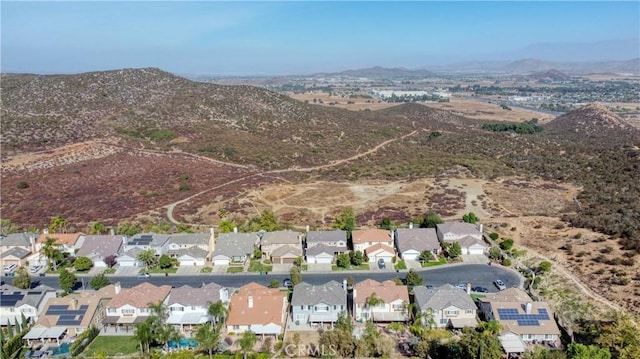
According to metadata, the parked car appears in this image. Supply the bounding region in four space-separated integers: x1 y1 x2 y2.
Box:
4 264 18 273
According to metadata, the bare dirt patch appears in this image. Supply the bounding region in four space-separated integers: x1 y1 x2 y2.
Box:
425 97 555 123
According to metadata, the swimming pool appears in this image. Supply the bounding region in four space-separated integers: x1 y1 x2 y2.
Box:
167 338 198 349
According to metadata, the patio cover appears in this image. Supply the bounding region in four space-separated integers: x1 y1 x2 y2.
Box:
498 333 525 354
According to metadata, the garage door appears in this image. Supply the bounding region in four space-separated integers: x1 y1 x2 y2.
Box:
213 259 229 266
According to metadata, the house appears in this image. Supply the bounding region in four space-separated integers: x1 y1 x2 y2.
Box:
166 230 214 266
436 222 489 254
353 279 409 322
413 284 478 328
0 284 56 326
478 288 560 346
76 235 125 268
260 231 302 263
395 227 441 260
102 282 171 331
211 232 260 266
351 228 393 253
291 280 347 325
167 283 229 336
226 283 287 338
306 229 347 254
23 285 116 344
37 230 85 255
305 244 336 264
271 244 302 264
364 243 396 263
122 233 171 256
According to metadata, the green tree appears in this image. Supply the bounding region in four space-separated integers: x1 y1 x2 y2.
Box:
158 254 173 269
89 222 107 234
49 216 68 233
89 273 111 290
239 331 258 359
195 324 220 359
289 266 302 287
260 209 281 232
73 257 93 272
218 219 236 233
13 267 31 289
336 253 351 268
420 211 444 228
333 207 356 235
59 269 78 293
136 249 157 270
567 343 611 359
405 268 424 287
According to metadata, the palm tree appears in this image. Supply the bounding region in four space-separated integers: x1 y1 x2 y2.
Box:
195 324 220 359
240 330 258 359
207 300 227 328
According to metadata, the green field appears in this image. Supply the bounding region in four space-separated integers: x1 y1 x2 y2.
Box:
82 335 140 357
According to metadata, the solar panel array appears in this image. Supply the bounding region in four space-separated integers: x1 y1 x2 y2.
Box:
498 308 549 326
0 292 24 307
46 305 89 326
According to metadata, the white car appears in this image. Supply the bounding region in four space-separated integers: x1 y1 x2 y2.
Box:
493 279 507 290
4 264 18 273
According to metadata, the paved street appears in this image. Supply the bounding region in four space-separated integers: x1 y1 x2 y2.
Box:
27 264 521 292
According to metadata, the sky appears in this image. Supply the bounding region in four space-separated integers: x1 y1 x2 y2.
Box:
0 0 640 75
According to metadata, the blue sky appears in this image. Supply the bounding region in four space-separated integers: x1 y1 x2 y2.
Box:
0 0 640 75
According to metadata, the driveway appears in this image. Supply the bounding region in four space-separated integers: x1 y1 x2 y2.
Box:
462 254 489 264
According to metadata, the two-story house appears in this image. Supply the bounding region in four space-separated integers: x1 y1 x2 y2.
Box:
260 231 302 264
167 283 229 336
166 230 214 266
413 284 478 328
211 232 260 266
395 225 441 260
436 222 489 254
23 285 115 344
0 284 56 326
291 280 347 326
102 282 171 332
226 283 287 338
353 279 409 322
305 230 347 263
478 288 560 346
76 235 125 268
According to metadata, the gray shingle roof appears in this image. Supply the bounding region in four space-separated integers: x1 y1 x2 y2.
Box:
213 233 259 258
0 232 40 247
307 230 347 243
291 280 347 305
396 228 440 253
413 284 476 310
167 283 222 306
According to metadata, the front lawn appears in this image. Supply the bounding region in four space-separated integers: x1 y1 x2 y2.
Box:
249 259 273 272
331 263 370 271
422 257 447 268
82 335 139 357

---

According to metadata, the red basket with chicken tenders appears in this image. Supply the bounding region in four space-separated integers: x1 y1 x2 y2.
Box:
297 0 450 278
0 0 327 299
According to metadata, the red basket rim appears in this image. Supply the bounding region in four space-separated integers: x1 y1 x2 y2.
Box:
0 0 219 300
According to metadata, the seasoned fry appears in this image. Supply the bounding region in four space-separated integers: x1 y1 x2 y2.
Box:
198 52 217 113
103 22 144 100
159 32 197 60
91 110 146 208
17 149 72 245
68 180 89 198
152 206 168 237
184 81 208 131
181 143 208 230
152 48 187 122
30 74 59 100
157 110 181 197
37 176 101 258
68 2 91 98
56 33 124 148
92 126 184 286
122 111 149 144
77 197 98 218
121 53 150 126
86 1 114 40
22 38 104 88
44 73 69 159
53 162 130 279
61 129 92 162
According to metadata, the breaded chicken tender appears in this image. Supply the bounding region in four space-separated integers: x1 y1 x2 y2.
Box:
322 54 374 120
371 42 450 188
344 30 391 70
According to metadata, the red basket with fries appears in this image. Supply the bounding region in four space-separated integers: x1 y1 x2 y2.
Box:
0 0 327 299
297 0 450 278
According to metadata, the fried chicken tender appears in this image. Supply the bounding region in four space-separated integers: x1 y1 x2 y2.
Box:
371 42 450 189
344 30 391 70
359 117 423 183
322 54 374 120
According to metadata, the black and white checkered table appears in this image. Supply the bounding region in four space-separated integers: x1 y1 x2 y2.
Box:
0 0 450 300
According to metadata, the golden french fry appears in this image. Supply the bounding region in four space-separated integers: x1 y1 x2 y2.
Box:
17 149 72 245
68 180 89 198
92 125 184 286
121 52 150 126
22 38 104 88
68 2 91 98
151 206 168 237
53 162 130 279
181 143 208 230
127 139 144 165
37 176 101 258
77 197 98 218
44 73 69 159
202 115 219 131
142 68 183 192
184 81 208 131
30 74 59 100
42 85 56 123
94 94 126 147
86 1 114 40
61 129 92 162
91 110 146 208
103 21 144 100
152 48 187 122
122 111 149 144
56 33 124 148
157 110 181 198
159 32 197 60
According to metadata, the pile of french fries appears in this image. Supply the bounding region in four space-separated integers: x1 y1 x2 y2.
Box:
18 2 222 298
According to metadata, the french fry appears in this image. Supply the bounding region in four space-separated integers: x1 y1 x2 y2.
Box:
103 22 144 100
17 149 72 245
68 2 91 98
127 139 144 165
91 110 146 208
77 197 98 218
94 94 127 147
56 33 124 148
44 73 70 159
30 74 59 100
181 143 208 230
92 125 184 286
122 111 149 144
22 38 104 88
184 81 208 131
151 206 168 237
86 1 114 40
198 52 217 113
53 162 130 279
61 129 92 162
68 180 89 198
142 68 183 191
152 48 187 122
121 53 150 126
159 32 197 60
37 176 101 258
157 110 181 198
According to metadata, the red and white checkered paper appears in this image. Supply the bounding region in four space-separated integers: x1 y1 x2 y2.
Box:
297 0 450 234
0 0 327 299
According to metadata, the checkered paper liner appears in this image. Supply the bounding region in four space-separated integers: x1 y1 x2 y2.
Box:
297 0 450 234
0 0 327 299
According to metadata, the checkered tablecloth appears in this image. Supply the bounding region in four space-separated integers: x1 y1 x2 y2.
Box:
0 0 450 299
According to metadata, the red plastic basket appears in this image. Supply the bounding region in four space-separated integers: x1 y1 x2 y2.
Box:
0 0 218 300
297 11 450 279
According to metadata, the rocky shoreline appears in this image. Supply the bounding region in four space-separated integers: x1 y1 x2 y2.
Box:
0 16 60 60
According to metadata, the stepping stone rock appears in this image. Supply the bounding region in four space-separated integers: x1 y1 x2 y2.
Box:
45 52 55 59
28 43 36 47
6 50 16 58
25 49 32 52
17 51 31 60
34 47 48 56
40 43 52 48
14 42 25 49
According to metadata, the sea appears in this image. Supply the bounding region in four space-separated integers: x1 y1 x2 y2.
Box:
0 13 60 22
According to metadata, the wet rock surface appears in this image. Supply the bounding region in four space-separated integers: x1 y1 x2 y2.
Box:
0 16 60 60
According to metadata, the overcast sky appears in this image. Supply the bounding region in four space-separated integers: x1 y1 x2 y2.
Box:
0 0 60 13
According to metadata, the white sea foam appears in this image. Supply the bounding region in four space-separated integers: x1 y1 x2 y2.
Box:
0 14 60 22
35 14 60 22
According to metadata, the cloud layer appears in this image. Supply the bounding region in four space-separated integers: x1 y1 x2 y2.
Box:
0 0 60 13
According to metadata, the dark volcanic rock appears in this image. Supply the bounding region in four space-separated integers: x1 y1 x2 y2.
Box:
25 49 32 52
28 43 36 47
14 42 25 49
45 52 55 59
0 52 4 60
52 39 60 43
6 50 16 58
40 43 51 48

--

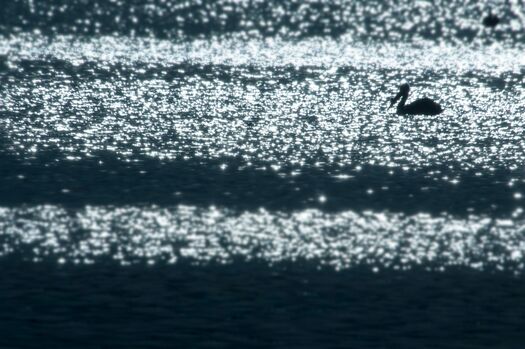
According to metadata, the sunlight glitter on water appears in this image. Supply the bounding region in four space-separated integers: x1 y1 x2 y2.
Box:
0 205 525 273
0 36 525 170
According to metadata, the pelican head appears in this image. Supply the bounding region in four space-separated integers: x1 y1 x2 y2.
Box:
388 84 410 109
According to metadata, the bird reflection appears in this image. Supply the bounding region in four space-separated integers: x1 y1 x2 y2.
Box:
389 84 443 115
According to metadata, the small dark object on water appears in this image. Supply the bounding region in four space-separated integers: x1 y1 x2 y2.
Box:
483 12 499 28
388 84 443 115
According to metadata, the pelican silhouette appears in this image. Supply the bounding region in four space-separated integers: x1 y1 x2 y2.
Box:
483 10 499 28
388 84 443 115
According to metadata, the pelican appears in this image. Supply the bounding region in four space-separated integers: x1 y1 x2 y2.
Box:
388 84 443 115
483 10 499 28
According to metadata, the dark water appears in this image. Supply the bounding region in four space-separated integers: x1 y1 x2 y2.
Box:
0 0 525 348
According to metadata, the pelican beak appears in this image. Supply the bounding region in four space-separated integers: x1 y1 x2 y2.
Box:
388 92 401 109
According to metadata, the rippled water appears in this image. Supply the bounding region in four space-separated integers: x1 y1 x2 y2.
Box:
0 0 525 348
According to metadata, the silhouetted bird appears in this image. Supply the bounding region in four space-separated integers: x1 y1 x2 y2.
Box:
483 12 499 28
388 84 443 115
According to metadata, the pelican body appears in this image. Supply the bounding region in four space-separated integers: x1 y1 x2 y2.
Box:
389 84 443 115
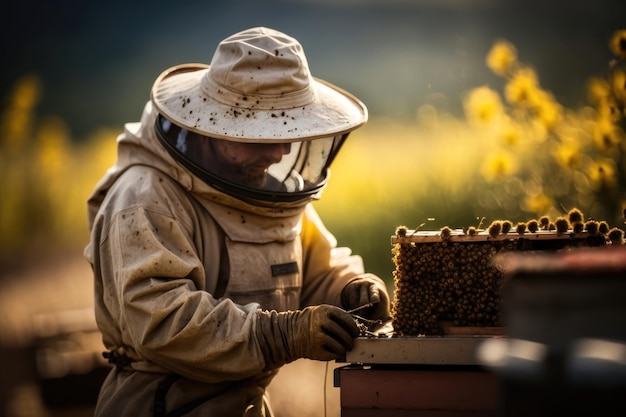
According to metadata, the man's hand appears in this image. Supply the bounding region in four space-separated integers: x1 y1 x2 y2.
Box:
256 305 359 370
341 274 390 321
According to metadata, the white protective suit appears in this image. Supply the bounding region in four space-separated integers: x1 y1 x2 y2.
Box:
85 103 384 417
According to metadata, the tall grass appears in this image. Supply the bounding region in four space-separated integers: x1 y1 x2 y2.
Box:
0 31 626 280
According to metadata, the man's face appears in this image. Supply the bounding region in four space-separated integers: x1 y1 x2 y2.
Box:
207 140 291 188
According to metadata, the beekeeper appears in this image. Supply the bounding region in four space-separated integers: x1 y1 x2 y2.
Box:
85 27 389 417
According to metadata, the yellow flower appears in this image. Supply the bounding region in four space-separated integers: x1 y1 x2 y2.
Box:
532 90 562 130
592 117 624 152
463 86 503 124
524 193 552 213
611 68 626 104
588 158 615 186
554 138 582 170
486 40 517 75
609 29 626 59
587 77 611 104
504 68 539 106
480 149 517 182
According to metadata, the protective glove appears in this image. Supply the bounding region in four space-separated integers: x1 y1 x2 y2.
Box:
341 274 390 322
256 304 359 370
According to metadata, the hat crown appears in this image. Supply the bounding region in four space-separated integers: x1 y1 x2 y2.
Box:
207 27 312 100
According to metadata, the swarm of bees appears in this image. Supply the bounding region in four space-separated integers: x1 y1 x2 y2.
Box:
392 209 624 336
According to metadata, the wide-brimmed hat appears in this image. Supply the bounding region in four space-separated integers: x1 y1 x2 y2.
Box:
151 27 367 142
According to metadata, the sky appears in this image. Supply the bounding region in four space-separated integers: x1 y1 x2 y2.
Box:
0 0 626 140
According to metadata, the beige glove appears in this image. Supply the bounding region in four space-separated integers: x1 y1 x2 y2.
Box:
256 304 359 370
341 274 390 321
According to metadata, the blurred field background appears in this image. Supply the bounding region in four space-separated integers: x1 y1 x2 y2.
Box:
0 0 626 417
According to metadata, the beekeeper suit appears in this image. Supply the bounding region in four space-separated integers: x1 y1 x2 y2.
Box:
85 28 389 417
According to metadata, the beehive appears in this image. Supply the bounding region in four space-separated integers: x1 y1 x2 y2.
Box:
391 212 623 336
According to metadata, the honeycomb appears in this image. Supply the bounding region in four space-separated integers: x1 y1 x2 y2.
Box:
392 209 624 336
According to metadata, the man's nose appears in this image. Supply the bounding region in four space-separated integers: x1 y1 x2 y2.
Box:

Short problem: Gather every line of the records above that contains the word "green", and copy each such line in full. Letter case counts.

Solution to this problem:
According to metadata, the green tree appears in this image. Supply the bounding region in four space-separated integers: x1 y1 x2 y2.
According to metadata, the green field appears in this image. Supply the bounding region in four space-separated integers: x1 y1 x2 y2.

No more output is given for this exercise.